### [Given task]
Exactly as given, write out the lines from the one containing "point: gloved fingers" through the end of the listing, with both ends included and nothing else.

### [Material for this exercise]
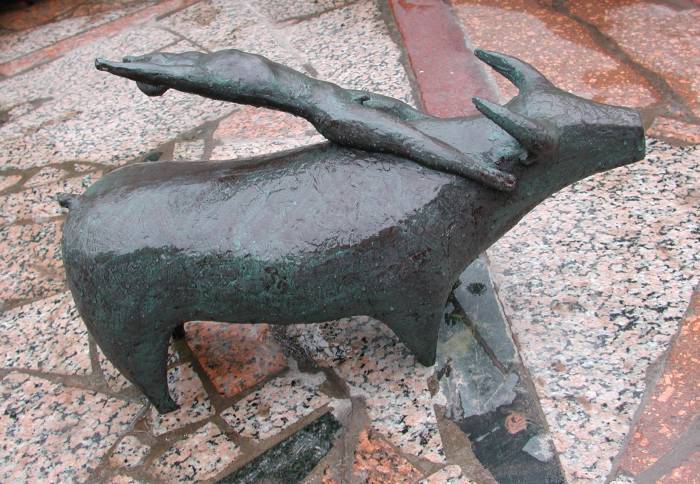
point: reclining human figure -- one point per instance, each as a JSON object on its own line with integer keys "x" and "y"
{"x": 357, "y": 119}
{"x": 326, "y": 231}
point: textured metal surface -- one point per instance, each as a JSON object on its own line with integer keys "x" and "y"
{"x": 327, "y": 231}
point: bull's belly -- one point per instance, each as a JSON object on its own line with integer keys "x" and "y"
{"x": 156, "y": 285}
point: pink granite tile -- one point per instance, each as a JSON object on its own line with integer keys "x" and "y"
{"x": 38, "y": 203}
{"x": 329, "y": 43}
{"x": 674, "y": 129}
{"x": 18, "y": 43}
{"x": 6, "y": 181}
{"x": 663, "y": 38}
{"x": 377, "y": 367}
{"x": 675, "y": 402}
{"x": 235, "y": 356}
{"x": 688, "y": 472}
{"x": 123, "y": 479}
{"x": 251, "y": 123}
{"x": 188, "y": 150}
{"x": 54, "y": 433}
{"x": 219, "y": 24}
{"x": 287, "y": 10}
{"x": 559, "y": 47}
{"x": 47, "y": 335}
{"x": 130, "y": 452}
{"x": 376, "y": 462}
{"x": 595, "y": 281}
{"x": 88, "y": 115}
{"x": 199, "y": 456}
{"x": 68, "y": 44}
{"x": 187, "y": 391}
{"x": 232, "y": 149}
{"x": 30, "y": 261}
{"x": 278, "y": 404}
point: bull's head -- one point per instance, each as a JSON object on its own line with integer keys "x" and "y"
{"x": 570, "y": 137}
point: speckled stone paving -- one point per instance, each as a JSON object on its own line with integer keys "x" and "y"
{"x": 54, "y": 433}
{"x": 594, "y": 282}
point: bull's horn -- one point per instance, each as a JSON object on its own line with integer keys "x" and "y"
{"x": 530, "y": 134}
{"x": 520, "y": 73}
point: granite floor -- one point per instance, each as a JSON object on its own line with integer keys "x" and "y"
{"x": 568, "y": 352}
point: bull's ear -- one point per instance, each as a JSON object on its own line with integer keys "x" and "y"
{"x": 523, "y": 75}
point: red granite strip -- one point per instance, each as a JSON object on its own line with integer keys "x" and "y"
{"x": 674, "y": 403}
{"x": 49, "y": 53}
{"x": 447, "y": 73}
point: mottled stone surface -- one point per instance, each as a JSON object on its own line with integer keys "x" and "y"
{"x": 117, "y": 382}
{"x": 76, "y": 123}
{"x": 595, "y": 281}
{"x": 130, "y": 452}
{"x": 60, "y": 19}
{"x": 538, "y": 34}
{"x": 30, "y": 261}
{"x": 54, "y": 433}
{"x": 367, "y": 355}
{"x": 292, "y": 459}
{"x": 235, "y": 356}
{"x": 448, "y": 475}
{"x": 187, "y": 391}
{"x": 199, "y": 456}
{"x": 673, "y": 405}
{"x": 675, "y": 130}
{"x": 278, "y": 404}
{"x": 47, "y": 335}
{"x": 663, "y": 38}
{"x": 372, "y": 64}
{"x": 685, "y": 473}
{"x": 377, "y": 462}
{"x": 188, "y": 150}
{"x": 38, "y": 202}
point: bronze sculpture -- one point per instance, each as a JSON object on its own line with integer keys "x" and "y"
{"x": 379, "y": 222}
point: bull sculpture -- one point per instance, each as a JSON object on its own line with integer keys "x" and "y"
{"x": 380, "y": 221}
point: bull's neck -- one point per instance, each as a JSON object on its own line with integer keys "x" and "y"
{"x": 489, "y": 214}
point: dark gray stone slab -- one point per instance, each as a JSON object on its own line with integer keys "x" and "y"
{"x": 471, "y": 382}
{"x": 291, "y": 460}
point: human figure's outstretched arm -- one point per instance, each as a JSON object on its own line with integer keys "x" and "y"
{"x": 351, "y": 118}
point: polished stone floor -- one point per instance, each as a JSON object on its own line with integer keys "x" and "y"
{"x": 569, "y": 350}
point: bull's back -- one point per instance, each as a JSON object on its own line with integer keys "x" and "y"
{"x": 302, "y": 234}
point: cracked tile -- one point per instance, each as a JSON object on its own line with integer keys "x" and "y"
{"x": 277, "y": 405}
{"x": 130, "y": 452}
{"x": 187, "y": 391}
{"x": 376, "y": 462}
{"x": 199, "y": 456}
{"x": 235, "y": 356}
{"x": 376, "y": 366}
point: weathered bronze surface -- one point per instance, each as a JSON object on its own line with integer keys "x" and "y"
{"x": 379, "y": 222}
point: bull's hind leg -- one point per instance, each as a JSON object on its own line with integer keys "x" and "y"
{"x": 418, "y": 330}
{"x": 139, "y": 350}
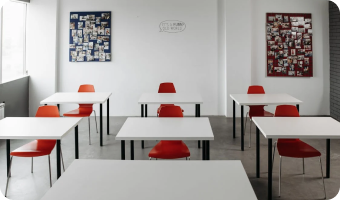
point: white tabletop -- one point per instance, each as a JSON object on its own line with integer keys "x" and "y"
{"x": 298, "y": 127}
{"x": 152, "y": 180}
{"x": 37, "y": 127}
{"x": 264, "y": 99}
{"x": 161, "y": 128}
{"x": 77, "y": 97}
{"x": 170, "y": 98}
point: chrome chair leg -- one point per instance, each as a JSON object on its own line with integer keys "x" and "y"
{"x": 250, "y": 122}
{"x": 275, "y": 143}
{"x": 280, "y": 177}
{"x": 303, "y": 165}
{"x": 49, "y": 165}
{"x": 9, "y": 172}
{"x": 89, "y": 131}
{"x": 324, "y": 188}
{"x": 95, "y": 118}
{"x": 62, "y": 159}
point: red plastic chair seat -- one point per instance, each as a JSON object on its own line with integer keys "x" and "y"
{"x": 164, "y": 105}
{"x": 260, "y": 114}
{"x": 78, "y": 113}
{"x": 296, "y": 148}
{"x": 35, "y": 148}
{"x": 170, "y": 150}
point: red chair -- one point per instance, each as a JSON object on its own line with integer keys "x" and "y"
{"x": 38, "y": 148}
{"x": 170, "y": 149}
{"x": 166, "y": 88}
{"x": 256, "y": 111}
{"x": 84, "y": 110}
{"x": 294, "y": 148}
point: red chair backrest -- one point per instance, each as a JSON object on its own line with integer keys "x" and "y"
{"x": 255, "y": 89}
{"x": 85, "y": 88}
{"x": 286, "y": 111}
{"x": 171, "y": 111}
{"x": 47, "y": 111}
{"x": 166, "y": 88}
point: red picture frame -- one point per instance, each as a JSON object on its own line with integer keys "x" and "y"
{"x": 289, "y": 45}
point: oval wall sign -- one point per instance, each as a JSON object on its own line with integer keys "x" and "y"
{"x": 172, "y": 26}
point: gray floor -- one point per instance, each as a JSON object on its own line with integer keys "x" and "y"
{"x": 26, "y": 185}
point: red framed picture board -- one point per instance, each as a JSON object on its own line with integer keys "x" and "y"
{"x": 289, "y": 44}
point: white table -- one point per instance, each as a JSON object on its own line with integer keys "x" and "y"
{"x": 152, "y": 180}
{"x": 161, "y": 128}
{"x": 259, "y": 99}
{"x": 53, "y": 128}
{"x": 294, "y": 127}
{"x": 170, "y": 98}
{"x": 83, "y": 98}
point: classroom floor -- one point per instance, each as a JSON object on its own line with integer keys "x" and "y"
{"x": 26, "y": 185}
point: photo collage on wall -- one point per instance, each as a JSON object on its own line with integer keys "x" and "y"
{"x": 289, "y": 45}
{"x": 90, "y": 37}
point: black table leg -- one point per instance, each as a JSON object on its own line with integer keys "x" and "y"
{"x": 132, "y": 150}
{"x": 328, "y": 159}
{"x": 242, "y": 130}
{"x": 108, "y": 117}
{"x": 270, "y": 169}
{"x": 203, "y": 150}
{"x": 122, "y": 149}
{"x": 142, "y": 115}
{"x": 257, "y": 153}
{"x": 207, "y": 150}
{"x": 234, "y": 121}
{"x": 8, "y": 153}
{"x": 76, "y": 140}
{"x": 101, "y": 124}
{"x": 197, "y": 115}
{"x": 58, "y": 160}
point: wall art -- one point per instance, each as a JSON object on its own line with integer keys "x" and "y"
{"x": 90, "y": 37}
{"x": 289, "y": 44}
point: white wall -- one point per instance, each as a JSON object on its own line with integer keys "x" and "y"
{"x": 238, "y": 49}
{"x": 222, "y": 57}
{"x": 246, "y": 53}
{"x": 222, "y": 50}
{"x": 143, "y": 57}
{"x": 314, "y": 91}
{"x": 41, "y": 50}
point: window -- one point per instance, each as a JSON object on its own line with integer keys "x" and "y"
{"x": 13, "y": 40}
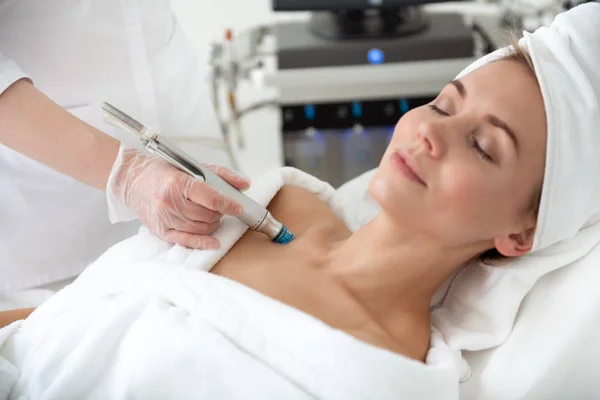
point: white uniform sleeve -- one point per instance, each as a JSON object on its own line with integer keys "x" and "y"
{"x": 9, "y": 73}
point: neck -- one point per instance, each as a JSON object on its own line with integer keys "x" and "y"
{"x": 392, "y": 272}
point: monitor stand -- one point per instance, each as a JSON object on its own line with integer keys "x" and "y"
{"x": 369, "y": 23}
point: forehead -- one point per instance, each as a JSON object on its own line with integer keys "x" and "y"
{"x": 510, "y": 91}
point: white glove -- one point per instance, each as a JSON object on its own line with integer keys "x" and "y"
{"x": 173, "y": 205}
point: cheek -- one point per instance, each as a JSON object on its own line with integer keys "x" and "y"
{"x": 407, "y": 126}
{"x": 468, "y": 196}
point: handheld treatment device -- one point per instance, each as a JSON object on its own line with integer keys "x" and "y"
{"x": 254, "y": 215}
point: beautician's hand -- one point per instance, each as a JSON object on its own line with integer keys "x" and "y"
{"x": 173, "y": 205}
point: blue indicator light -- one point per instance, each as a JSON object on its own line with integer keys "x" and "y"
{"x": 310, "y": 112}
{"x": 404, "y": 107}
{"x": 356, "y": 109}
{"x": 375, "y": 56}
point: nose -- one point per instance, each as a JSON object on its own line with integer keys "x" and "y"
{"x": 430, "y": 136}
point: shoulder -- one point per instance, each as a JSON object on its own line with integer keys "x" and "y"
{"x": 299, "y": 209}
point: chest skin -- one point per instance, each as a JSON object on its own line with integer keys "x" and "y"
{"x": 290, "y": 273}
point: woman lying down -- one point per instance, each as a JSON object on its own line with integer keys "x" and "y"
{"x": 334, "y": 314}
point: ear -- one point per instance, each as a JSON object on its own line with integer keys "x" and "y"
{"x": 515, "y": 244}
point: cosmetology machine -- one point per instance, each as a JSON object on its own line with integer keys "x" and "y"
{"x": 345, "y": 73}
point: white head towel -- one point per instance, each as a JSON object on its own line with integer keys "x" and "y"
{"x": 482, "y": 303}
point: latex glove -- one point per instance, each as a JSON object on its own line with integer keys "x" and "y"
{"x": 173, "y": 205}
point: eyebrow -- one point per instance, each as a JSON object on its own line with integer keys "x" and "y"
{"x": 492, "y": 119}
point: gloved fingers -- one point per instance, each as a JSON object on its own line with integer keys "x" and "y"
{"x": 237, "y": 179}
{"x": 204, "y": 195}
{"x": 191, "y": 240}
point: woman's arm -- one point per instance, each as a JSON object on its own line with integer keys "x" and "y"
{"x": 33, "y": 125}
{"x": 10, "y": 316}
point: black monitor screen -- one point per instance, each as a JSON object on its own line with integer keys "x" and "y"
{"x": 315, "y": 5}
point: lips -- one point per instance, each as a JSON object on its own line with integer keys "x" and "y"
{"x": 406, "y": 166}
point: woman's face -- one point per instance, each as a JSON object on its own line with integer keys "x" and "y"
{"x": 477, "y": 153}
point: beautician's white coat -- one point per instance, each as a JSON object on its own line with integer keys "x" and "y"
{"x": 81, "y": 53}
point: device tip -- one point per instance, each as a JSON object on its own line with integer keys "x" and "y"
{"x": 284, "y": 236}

### [Solution]
point: gloved fingers -- one point per instance, each as a JSON object on its own line with integer keys "x" and "y"
{"x": 237, "y": 179}
{"x": 204, "y": 195}
{"x": 191, "y": 240}
point: woman's arm -- one point per instance, each as a JSON object on its own line with integer keys "x" and "y"
{"x": 33, "y": 125}
{"x": 10, "y": 316}
point: black monitor screen -- one point per instance, each as a JSON object on its own line with integer keys "x" and "y"
{"x": 315, "y": 5}
point: lips -- one point per instance, each as a JSON object on its own line with integer keys "x" and "y"
{"x": 406, "y": 166}
point: woman's face -- one point per instance, each as a JSON object on its own line with integer keys "x" and "y"
{"x": 477, "y": 153}
point: beautician's white coat -- one point per instance, each as a JSON object on its own line with integer keys "x" and "y"
{"x": 81, "y": 53}
point: device tip -- one point per instance, each as a JSON object on its own line with integer keys "x" and "y"
{"x": 284, "y": 236}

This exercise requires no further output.